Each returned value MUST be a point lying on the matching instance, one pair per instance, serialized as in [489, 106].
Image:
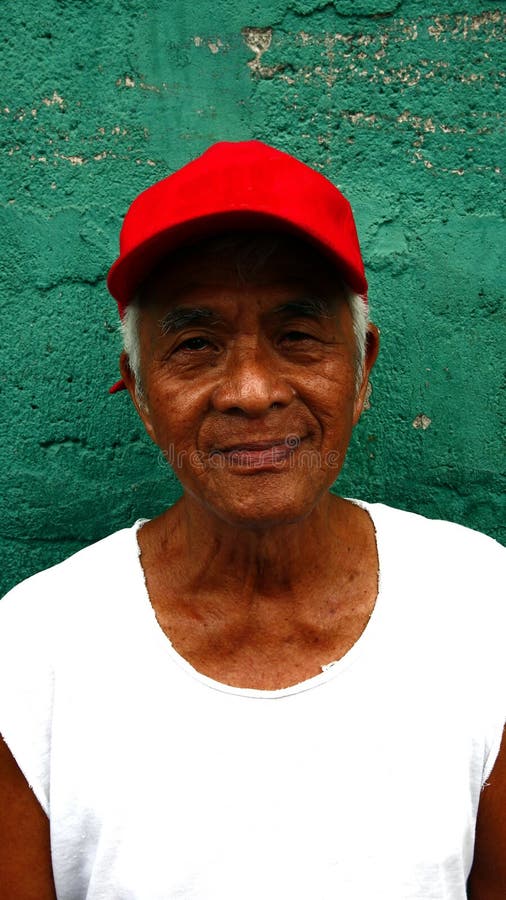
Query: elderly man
[254, 695]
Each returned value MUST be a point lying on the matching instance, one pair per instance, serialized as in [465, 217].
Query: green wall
[397, 102]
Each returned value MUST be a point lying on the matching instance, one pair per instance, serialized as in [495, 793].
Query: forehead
[242, 262]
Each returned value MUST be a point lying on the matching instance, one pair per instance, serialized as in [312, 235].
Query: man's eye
[193, 344]
[297, 336]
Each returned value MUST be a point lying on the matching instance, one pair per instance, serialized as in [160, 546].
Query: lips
[257, 454]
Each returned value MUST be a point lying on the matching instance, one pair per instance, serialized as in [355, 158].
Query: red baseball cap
[234, 185]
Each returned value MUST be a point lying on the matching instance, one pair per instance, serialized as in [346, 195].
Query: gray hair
[251, 252]
[131, 342]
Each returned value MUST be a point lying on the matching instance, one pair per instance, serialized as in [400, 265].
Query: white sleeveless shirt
[361, 783]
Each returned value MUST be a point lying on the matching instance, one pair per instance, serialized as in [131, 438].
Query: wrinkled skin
[255, 406]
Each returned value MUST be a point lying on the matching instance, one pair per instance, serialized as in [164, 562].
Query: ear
[131, 386]
[371, 353]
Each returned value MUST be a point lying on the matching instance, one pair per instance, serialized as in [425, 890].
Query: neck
[209, 554]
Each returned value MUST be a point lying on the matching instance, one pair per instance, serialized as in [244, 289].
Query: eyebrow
[313, 307]
[182, 316]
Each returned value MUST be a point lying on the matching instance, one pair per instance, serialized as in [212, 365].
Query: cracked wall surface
[400, 103]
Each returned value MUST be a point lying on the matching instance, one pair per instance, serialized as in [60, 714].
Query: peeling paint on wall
[398, 102]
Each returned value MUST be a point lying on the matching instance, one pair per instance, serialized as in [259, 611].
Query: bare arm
[25, 858]
[487, 880]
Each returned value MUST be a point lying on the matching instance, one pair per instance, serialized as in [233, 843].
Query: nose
[252, 383]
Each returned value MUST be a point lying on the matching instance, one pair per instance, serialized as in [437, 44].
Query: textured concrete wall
[396, 100]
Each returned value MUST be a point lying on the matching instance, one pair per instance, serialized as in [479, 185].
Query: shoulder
[435, 542]
[446, 578]
[85, 577]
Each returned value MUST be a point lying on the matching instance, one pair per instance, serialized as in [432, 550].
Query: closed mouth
[257, 454]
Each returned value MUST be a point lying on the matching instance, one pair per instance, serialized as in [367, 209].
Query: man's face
[249, 379]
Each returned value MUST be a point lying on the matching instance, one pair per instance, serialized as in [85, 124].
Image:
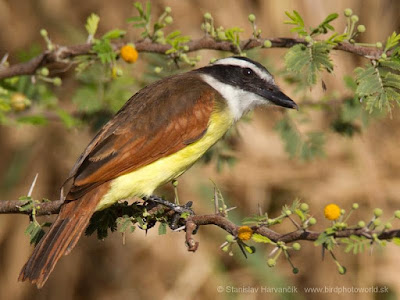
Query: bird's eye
[248, 72]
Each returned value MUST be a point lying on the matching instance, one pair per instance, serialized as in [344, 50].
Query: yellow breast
[143, 181]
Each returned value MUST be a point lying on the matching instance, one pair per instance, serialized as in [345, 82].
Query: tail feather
[62, 237]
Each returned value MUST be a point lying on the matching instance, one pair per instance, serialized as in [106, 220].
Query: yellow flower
[332, 212]
[19, 102]
[245, 233]
[129, 54]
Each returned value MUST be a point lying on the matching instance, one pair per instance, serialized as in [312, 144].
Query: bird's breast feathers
[145, 180]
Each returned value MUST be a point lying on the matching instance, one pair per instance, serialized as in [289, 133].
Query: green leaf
[392, 41]
[296, 19]
[104, 51]
[92, 23]
[309, 60]
[379, 85]
[114, 34]
[258, 238]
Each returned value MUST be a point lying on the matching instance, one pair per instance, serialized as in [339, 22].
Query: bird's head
[244, 84]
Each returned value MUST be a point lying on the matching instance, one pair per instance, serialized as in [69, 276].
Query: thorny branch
[217, 219]
[64, 54]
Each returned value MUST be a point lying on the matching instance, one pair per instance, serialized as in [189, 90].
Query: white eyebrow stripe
[245, 64]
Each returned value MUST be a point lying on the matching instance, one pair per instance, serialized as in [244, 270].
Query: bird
[158, 134]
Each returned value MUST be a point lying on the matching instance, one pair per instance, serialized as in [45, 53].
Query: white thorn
[33, 185]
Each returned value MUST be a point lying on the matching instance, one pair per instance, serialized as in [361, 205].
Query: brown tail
[62, 237]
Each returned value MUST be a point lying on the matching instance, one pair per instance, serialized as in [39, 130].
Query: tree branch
[193, 221]
[64, 54]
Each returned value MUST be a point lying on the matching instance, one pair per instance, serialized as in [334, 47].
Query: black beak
[274, 95]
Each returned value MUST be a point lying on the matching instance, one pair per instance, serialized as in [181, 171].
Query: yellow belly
[144, 181]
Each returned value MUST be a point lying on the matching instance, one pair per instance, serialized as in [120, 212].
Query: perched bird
[155, 137]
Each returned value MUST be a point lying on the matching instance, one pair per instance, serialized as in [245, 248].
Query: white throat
[239, 101]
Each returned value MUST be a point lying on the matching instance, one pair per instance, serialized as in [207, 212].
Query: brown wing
[157, 121]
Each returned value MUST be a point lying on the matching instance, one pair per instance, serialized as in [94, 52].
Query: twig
[63, 54]
[193, 221]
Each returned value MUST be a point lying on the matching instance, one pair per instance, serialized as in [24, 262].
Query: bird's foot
[180, 212]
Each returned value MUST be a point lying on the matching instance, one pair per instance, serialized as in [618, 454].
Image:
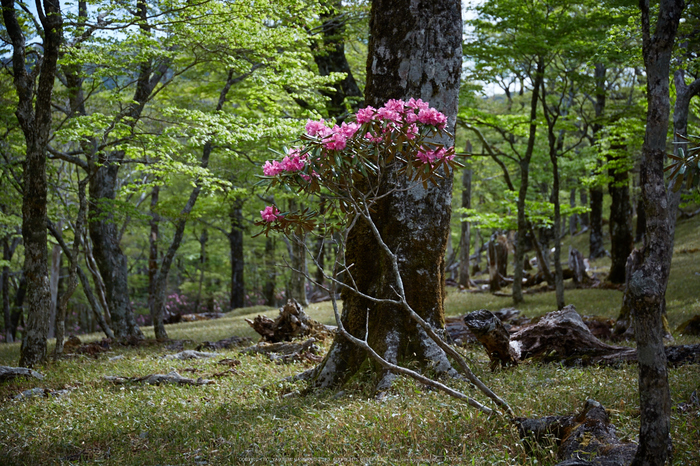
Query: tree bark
[596, 248]
[465, 234]
[297, 257]
[34, 116]
[414, 51]
[523, 223]
[621, 240]
[651, 264]
[154, 225]
[235, 238]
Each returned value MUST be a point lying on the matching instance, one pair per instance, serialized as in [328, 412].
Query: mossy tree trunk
[414, 51]
[34, 117]
[650, 265]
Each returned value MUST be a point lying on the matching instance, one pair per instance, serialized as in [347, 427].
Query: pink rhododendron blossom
[389, 115]
[430, 156]
[417, 104]
[273, 168]
[317, 128]
[294, 161]
[269, 214]
[365, 115]
[431, 116]
[373, 138]
[349, 129]
[336, 141]
[395, 105]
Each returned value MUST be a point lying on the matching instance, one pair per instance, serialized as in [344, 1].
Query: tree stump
[578, 268]
[562, 336]
[489, 330]
[291, 323]
[581, 437]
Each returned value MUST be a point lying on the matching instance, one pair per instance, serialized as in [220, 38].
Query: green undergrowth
[251, 416]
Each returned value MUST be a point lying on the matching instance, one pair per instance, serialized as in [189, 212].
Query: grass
[253, 417]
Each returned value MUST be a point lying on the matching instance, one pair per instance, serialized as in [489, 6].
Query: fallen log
[157, 379]
[9, 373]
[226, 343]
[491, 333]
[586, 438]
[291, 323]
[285, 352]
[190, 354]
[564, 337]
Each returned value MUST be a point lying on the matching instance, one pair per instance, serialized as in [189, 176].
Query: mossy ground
[245, 418]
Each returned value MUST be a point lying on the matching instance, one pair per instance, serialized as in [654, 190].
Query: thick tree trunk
[465, 234]
[650, 265]
[72, 282]
[621, 240]
[85, 283]
[414, 51]
[235, 239]
[110, 259]
[34, 116]
[154, 225]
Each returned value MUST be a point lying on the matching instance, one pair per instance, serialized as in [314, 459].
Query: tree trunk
[111, 261]
[54, 279]
[269, 286]
[465, 234]
[72, 274]
[235, 239]
[583, 198]
[684, 93]
[523, 224]
[87, 289]
[154, 224]
[7, 317]
[574, 219]
[203, 240]
[596, 248]
[621, 240]
[34, 116]
[651, 264]
[414, 51]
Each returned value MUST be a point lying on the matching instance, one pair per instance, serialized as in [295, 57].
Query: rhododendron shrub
[347, 163]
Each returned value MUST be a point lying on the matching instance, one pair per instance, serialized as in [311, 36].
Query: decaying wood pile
[9, 373]
[156, 379]
[583, 439]
[291, 323]
[286, 352]
[559, 336]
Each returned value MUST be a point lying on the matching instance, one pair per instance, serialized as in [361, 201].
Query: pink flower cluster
[400, 113]
[294, 161]
[431, 156]
[270, 214]
[334, 138]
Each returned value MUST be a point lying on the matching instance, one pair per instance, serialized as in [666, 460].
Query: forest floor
[249, 415]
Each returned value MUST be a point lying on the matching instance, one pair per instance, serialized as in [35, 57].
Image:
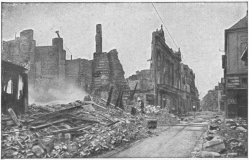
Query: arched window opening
[9, 89]
[20, 88]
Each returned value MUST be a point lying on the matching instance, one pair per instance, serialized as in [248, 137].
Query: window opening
[9, 87]
[20, 87]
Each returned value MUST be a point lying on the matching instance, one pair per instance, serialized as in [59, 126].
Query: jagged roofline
[243, 23]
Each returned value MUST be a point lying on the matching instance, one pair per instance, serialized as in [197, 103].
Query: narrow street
[124, 80]
[176, 141]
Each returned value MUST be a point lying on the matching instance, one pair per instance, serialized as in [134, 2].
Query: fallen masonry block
[232, 155]
[13, 116]
[241, 129]
[32, 128]
[152, 123]
[37, 150]
[206, 154]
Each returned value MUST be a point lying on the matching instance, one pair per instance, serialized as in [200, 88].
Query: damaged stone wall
[20, 50]
[47, 66]
[107, 71]
[79, 71]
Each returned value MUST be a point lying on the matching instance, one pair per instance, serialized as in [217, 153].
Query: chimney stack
[98, 38]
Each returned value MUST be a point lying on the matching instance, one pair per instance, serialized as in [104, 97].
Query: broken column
[98, 38]
[58, 48]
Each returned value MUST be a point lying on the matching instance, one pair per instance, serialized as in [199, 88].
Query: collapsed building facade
[169, 83]
[235, 70]
[48, 65]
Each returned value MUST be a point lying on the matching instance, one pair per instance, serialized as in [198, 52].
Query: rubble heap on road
[79, 129]
[226, 140]
[63, 131]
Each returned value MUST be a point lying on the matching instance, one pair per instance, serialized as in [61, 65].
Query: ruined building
[47, 65]
[235, 70]
[107, 70]
[168, 83]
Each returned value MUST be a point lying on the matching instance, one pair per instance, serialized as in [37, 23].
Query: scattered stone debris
[74, 130]
[224, 140]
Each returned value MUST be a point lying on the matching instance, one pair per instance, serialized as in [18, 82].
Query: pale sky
[197, 28]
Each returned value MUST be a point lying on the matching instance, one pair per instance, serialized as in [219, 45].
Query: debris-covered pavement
[227, 139]
[74, 130]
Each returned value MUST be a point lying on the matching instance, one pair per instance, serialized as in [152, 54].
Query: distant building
[107, 70]
[14, 82]
[168, 83]
[144, 89]
[48, 64]
[235, 70]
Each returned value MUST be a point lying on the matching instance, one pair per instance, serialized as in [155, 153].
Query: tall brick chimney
[98, 38]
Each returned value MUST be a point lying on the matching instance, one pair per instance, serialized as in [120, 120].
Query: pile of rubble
[227, 139]
[74, 130]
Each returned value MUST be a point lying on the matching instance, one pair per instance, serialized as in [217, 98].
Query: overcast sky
[197, 28]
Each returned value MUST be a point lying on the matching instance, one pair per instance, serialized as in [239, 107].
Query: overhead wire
[164, 24]
[167, 29]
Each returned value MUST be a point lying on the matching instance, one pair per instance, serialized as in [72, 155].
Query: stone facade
[107, 70]
[144, 88]
[235, 72]
[47, 65]
[173, 82]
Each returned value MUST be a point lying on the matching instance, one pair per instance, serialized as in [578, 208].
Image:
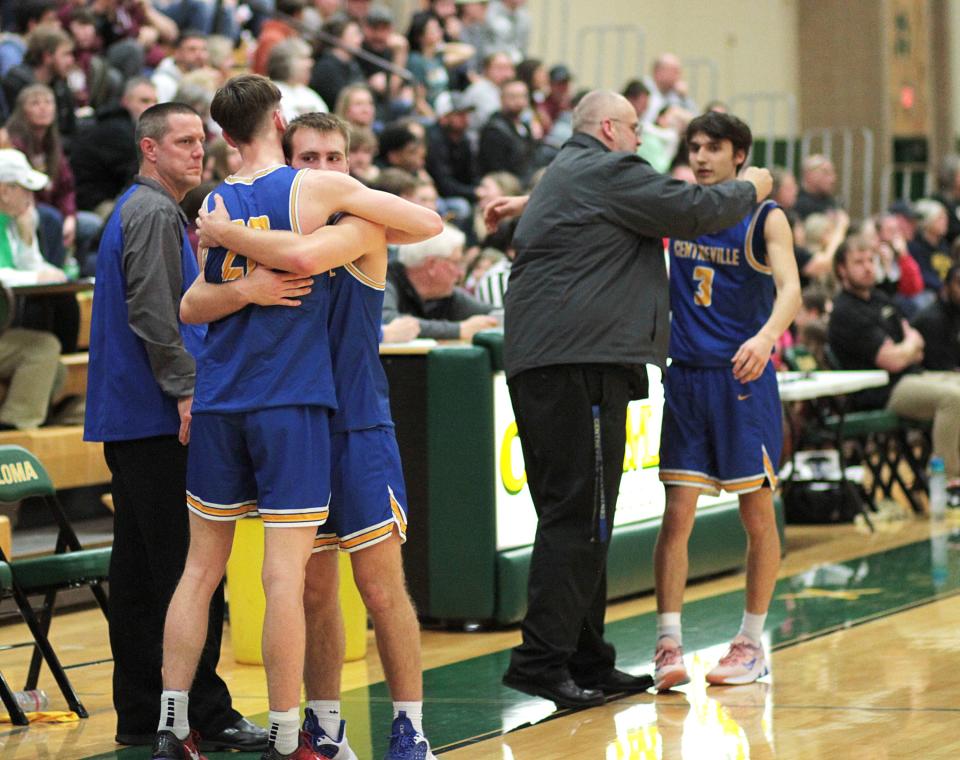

--------------------

● **Work instructions**: Give again, exactly as written above, each line from the one that has "in [334, 47]." to the one that has "in [347, 427].", both included; omit the pictures.

● **Response box**:
Each returned value MUST be a point lying on the matching instance, one pair per instance, serialized as in [334, 47].
Query: black beak
[274, 95]
Each returned value MUST be a point lying on the matching instance, one pair per instance, serialized as in [181, 171].
Query: yellow belly
[144, 181]
Each returned value MUST be a point lying on the matching instance, one pair per instance, serialized as in [120, 212].
Query: perched bird
[155, 137]
Each returned value MUST be a point lying on the matching instance, one pair per instance, serialized as in [245, 248].
Query: white throat
[239, 101]
Each returned value MUST be a point lying on the matching instance, one pair per instance, serialized as in [207, 212].
Query: brown wing
[157, 121]
Each returned value MUST be a point lying on the matching instance, one pair per instance, serialized as in [94, 52].
Query: twig
[63, 54]
[193, 221]
Each returned value MUST be a point lying on the matching instance, one pair per instance, serialized as in [24, 262].
Query: bird's foot
[180, 212]
Each returned value MUST be a point lying on the matching instance, one pair per instance, serialized as in [618, 454].
Image:
Query: tree bark
[596, 248]
[465, 234]
[297, 257]
[34, 116]
[414, 51]
[523, 223]
[621, 240]
[651, 264]
[154, 225]
[235, 238]
Each returned value MUST be a point lying on the matching instance, one pair per instance, serialized as in [328, 412].
Query: mossy tree trunk
[414, 51]
[34, 117]
[650, 265]
Each returned value MUST be a point lying on the matching instance, one pair per instance, serialized as in [347, 427].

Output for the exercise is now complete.